GEGEBENE ZEILEN →
--*--
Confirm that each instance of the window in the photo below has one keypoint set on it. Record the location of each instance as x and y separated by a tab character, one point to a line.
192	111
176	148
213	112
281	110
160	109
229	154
--*--
ARBEITSANWEISUNG →
Schreibe alle Zeilen oben noch einmal ab, den Auftragstext eingeschlossen. Addiere dabei 42 zu jeder x- und y-Koordinate in den Antworten.

SCHRIFTLICHE ANTWORT →
Confirm that each instance of the window in the photo below has one keypoint set on it. Record the location of each instance as x and y separated by a tab character, one point to a line.
234	153
218	190
255	154
323	152
202	151
271	196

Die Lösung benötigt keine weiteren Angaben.